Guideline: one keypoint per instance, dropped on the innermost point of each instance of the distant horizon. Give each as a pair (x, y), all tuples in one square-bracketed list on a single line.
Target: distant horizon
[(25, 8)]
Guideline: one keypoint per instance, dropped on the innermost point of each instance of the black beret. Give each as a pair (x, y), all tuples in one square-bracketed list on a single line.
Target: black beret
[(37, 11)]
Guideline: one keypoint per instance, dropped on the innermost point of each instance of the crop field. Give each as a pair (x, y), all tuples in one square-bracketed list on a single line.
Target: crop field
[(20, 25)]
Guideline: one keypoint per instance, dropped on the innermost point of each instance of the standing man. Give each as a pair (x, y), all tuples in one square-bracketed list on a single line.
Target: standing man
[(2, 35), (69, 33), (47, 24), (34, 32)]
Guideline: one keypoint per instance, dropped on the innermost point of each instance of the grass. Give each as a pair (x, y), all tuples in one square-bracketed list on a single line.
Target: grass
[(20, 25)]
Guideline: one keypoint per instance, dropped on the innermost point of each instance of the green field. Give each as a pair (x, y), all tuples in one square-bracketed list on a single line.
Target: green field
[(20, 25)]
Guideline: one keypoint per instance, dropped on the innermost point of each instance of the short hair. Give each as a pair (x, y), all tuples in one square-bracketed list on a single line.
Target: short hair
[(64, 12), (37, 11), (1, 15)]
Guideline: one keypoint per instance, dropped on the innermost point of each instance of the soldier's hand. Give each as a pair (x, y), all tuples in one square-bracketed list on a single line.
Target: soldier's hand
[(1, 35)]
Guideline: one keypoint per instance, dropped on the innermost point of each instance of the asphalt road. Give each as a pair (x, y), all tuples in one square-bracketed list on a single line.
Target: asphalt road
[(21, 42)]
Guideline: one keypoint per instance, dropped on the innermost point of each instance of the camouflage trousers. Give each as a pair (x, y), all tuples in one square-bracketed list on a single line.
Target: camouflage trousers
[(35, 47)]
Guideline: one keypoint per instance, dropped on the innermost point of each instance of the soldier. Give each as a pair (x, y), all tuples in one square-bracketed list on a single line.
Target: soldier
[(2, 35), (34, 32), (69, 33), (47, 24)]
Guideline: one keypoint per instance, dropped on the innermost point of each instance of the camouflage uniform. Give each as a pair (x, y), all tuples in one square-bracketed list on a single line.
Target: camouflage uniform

----------

▶ **Work instructions**:
Copy out everything from the line containing "of the soldier." down to the last line above, keeping all wording unchanged. Multiply every answer coordinate by 1.45 and round it to a whole number, with halves rounded up.

▶ **Exercise result**:
Guideline: one keypoint per instance, dropped on the innermost point of each instance of the soldier. Give each as a pair (x, y), all tuples in one square-bracketed list on a single line.
Target: soldier
[(3, 51), (49, 46), (100, 48), (68, 35)]
Guideline: one keypoint per instance, dropped on the innermost point of each instance of the camouflage uniform. Give each as a pair (x, y), all tuples in one square-bracketed list on a single line.
Target: camouflage uniform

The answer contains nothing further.